PROVIDED PASSAGE:
Avengers #4: Two Hyperions

The holdover from the Squadron Supreme is active in our world, and something seems ominous.

Iann Robinsonby Iann Robinson

If comic scribe Jonathan Hickman wrote a coloring book, it would end up being 600 pages long and have zero pictures. Nothing is easy with Hickman, from his plots to his dialogue – things must be dense and complex. The first story arc involving his take on the Avengers is barely cold when Hickman drops another verse on us. The children of the universe were only the beginning.

Two things are happening simultaneously within Avengers #4. The first has to do with alien fallout. The children of the universe, who had sent spores of their creation to Earth to try and recreate it as something better, have been defeated. Now it’s time to cordon off the biologically distraught areas and try to clean up and study what’s left. The second part has to do the Hyperion, the Superman-style member of the Avengers. We’re shown his life, how he grew up in the alternate universe, how he was taught about doing things for the greater good, even if the little people didn’t understand why. Hickman splits Hyperion into two parts, one a hero, the other, hiding a dark desire to raze all that he sees and start again.

SUPPLIED ENTRIES:
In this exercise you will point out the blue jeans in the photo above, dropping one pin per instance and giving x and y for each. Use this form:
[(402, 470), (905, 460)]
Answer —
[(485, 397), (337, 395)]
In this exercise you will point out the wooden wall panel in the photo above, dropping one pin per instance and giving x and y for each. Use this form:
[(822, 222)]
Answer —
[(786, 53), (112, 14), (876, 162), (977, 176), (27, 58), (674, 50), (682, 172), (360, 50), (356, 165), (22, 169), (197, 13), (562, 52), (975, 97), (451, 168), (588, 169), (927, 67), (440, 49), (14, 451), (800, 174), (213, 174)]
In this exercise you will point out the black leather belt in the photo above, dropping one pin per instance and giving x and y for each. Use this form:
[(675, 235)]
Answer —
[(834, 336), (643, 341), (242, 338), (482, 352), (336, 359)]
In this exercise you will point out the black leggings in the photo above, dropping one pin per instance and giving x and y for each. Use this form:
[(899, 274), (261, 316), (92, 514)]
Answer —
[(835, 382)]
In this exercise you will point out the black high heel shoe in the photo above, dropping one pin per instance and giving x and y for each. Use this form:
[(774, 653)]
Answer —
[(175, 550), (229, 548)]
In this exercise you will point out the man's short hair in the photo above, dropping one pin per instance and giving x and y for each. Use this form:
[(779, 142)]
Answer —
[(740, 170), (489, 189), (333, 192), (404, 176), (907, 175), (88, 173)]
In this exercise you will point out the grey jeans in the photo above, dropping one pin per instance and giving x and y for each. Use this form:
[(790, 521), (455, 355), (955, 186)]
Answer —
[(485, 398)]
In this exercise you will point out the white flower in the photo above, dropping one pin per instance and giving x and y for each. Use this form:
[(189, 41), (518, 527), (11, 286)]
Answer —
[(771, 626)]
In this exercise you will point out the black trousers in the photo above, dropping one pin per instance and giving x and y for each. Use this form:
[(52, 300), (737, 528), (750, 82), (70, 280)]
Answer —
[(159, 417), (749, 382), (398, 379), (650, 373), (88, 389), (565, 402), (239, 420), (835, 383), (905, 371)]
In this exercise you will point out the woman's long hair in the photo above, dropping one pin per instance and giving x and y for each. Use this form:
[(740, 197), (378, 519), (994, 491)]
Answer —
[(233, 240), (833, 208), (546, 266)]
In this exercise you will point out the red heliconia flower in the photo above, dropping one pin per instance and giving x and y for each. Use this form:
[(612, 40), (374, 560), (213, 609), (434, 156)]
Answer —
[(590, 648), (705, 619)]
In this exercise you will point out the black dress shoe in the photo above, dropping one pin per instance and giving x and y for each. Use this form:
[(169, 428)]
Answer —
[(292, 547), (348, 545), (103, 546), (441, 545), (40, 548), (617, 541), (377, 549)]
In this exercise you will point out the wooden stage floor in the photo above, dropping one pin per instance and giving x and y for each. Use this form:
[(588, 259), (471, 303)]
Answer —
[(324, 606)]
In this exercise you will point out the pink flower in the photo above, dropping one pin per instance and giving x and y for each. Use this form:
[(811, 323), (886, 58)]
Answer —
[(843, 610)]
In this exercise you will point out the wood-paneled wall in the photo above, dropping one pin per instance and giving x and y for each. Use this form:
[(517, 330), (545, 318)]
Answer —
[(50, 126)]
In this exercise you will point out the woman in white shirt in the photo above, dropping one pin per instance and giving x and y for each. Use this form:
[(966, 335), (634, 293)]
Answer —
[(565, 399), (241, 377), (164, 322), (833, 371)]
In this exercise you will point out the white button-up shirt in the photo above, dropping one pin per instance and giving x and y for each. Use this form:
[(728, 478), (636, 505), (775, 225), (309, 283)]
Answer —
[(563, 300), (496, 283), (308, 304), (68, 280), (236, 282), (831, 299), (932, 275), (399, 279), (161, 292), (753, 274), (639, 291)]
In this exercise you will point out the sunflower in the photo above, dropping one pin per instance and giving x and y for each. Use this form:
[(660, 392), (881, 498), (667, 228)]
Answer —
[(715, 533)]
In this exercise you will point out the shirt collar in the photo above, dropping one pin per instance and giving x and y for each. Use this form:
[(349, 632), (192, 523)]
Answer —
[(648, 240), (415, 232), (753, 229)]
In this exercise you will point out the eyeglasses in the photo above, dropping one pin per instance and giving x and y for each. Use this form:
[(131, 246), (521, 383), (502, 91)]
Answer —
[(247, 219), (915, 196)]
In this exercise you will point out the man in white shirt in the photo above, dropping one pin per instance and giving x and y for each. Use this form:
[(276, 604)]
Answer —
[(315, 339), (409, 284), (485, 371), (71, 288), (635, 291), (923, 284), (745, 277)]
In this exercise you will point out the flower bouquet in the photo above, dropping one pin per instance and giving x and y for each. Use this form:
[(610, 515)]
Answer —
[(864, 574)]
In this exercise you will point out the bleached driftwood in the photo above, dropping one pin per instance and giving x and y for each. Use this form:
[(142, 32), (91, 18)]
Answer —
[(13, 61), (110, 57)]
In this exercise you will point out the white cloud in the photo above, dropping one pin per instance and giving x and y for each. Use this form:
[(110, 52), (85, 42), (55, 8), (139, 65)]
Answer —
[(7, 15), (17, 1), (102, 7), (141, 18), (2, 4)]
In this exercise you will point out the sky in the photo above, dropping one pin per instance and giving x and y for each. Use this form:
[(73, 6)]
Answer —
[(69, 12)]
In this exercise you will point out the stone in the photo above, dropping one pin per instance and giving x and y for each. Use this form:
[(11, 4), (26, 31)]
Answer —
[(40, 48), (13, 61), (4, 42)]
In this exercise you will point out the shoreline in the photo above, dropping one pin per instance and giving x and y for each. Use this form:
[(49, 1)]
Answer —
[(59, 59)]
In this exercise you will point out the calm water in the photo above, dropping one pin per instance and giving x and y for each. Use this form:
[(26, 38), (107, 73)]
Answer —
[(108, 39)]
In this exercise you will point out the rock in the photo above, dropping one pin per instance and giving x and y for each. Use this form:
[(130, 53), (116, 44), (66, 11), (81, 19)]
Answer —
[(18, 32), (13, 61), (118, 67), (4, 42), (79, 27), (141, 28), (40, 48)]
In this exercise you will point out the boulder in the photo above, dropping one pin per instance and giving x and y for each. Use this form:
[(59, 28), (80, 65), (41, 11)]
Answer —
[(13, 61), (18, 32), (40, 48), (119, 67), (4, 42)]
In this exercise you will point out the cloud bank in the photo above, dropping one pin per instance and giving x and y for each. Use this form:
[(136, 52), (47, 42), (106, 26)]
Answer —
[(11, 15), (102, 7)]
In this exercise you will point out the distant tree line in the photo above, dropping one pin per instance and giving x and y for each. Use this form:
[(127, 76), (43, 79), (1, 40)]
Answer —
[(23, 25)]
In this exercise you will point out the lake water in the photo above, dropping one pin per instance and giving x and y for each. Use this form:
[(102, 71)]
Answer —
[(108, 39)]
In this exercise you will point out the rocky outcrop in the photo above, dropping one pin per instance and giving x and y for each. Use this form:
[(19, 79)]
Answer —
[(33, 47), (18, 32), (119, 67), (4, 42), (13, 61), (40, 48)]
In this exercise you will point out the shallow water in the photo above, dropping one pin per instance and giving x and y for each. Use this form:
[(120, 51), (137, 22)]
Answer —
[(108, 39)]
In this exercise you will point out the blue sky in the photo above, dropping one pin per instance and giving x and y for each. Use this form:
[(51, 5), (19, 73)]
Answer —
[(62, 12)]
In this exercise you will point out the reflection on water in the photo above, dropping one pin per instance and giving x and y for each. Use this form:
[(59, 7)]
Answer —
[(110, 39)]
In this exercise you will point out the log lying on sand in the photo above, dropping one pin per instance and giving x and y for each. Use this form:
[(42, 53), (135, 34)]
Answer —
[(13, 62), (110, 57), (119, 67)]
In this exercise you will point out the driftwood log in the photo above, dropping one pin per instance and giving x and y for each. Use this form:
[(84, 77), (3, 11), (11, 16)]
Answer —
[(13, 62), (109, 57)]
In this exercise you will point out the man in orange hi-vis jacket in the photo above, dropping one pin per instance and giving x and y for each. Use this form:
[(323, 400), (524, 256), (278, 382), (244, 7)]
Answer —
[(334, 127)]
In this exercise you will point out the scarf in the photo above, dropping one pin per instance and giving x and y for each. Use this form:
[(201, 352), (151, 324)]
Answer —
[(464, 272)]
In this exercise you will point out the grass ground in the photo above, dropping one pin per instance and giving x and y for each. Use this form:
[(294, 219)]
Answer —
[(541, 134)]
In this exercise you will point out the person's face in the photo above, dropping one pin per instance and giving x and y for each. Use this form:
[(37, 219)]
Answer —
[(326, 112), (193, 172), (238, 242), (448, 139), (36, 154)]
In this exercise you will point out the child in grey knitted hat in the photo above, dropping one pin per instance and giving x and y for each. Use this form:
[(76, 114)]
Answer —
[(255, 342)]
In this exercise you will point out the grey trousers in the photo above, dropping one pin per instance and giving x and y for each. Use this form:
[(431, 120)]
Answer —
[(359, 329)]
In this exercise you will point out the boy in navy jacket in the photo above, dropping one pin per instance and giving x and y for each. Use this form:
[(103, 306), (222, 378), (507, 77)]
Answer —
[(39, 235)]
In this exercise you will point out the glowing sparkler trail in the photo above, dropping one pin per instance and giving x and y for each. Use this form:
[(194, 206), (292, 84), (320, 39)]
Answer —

REQUIRED TASKS:
a – In the Avengers #4 review, retype the passage from "Two things are" to "and start again.".
b – According to the Avengers #4 review, what did the children of the universe send to Earth?

RESPONSE LIST:
a –
Two things are happening simultaneously within Avengers #4. The first has to do with alien fallout. The children of the universe, who had sent spores of their creation to Earth to try and recreate it as something better, have been defeated. Now it’s time to cordon off the biologically distraught areas and try to clean up and study what’s left. The second part has to do the Hyperion, the Superman-style member of the Avengers. We’re shown his life, how he grew up in the alternate universe, how he was taught about doing things for the greater good, even if the little people didn’t understand why. Hickman splits Hyperion into two parts, one a hero, the other, hiding a dark desire to raze all that he sees and start again.

b – Spores of their creation, meant to recreate Earth as something better.